__What you should do__: Write out, without any change, the lines in the material below that run from the line with "of the mooring" through the line with "of the stainless", both included.

#####

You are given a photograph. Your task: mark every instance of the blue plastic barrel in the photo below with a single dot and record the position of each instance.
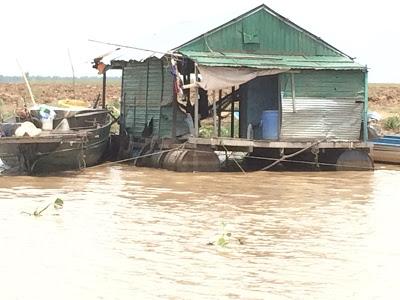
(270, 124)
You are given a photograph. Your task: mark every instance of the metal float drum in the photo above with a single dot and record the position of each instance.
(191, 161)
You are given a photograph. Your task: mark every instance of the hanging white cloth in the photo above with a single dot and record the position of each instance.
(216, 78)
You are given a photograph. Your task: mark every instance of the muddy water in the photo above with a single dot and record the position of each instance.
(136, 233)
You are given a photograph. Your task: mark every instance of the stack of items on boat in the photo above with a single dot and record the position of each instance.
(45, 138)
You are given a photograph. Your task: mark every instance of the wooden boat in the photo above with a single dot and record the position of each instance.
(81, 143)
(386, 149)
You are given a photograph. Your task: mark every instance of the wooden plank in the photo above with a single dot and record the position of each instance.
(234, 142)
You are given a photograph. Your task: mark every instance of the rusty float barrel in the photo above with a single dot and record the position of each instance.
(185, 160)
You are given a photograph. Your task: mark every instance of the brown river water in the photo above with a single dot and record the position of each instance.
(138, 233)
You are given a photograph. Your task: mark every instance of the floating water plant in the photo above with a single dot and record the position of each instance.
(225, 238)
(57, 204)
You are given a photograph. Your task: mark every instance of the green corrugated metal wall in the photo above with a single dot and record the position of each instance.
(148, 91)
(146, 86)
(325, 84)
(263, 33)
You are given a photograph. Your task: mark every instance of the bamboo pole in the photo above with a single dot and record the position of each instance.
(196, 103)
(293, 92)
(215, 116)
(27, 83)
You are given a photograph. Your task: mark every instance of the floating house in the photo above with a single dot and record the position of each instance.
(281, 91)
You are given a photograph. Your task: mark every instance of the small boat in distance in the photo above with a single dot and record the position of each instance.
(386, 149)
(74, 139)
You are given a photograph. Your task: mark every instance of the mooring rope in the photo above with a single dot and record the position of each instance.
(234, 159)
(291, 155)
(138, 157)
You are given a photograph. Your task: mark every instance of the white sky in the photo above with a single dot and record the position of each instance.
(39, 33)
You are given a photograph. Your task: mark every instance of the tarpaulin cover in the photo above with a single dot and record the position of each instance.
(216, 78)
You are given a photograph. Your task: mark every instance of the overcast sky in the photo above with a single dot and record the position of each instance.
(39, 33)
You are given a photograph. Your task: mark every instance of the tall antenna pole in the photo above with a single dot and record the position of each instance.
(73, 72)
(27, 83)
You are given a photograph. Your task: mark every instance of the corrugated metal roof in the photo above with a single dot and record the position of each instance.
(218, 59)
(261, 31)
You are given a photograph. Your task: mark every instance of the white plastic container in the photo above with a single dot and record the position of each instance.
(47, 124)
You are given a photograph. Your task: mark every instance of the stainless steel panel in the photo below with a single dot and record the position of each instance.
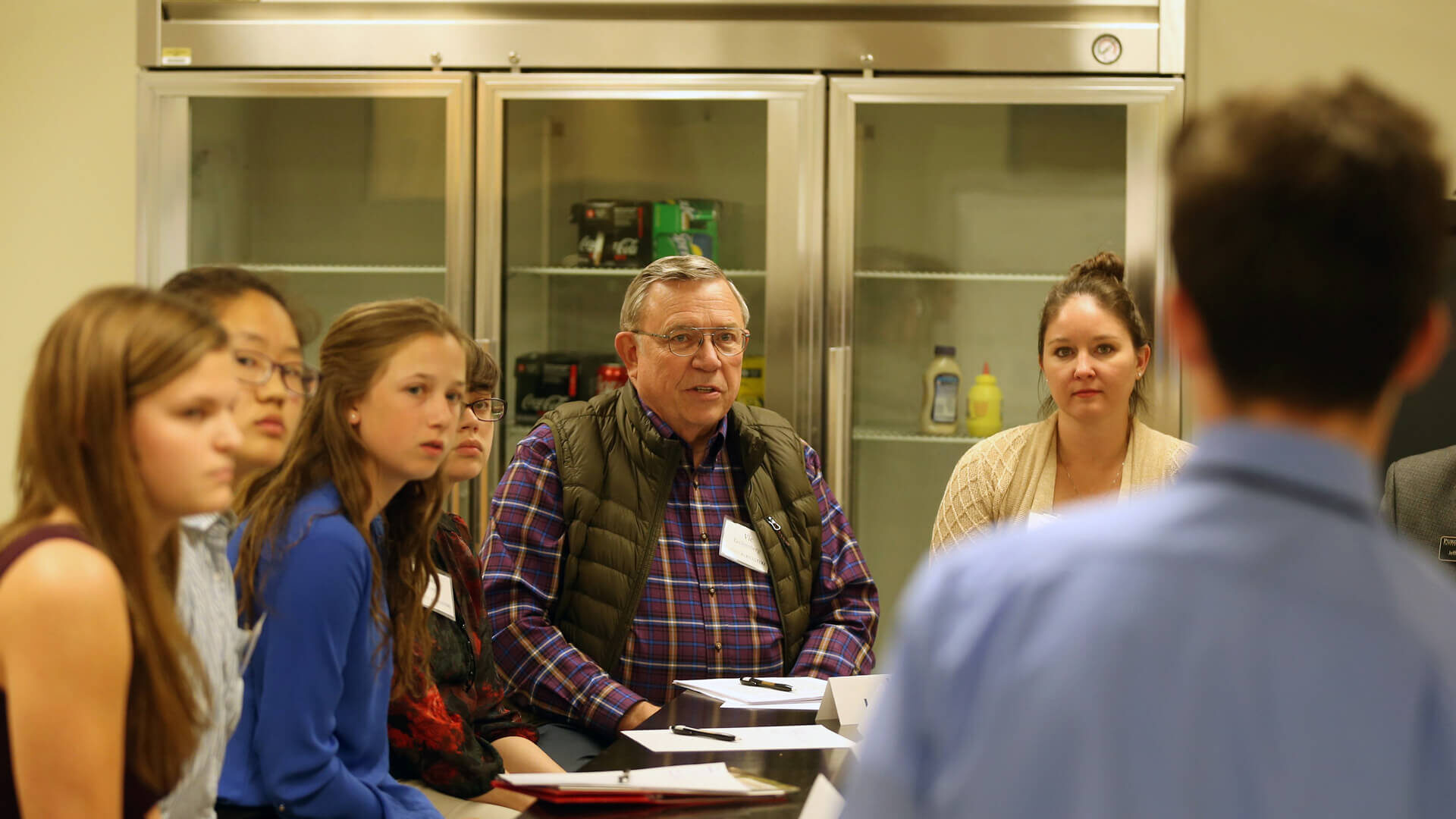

#####

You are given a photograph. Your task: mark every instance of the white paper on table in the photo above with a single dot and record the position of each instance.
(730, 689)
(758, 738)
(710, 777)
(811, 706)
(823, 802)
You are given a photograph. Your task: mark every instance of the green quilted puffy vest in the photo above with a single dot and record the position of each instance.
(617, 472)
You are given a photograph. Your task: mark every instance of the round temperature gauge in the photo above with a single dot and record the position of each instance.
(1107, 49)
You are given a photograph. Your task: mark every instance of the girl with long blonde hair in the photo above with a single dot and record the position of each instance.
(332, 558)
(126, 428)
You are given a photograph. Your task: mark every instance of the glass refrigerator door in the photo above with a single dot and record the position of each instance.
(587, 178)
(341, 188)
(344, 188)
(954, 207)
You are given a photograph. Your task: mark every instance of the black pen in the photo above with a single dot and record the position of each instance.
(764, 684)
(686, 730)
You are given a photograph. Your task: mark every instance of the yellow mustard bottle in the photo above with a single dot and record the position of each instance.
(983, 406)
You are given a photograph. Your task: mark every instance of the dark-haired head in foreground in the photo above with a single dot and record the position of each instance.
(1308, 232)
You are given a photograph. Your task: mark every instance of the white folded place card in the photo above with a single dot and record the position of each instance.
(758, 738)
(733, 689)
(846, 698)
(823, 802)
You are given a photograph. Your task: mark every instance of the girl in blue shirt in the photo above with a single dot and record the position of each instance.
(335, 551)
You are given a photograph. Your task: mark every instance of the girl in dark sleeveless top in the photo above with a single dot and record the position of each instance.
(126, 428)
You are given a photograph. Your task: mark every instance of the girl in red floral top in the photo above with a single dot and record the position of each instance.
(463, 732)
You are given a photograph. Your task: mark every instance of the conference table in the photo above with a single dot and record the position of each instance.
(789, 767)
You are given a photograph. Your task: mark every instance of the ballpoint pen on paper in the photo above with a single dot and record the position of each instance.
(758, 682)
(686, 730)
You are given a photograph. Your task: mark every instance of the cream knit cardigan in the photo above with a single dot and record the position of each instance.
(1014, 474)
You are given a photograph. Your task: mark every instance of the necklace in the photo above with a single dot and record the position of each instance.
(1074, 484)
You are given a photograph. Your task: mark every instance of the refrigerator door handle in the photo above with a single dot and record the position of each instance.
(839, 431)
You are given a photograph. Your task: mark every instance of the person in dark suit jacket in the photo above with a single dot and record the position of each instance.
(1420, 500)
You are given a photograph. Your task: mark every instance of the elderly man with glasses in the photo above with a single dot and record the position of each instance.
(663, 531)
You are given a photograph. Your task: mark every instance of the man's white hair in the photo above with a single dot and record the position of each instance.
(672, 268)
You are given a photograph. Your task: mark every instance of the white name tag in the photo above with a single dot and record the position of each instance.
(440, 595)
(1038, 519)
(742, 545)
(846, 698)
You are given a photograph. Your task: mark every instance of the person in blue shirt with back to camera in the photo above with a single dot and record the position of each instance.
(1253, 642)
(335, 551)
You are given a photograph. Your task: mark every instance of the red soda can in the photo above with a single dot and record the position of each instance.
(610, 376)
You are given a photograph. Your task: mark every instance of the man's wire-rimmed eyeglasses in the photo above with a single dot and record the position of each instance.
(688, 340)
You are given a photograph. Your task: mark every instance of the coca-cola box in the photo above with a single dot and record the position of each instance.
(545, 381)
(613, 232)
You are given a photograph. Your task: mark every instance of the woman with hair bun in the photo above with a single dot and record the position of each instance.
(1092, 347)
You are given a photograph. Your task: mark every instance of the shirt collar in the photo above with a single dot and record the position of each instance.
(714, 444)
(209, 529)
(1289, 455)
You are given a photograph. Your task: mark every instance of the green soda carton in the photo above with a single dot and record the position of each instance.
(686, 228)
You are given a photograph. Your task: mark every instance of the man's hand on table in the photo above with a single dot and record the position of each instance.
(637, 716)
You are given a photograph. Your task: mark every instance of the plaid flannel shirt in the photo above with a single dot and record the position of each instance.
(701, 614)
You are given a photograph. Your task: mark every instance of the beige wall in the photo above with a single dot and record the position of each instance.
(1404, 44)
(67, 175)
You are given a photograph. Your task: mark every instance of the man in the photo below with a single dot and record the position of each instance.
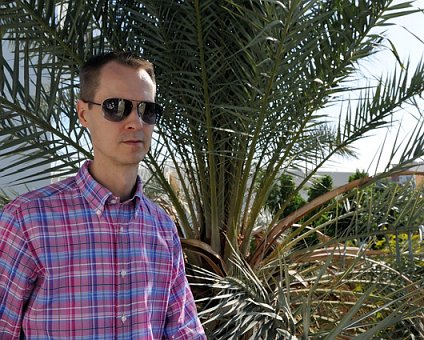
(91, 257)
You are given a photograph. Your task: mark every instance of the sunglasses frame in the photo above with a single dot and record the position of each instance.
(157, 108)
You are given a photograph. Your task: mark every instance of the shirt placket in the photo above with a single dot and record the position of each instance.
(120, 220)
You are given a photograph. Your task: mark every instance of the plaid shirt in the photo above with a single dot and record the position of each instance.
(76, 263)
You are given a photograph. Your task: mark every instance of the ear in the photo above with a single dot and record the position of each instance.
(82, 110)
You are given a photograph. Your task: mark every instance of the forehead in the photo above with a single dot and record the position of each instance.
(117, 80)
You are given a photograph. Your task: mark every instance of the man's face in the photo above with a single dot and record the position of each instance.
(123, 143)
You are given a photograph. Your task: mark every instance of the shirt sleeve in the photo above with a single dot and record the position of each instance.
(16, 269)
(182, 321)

#####

__Response area__:
You are given a photograph. Your task: mark every instance of the mooring rope in the photo above with a single dot and record the position of each instance.
(234, 159)
(291, 155)
(138, 157)
You are given a photograph. Your task: mark every instance of the white sky in the photo above with a single dot and record the position of each instance.
(39, 33)
You are given a photograph. Your task: mark every instance of the tarpaulin cover in the photo above with a single dot and record the position of each instance.
(216, 78)
You are given a photograph. Your task: mark every instance of the overcast sky in the photo above with a single dot and record the position of each instance.
(39, 33)
You are given a photograph. Your task: mark every instance of the tall antenna pole in the photo above with a single dot and record the position of each instance.
(73, 72)
(27, 83)
You are given a photograph. Your task: mark every instance of the corrugated metal roof in the photo above with a single dot and record the position of each instance.
(218, 59)
(261, 31)
You are given a photograph. Your task: mark every instance of the white plastic container in the photo above with a single dot and record the position of each instance.
(47, 124)
You are given a photograph. Your task: mark every instance of the stainless steel panel in the photo below with a single dot and record the position of each instance.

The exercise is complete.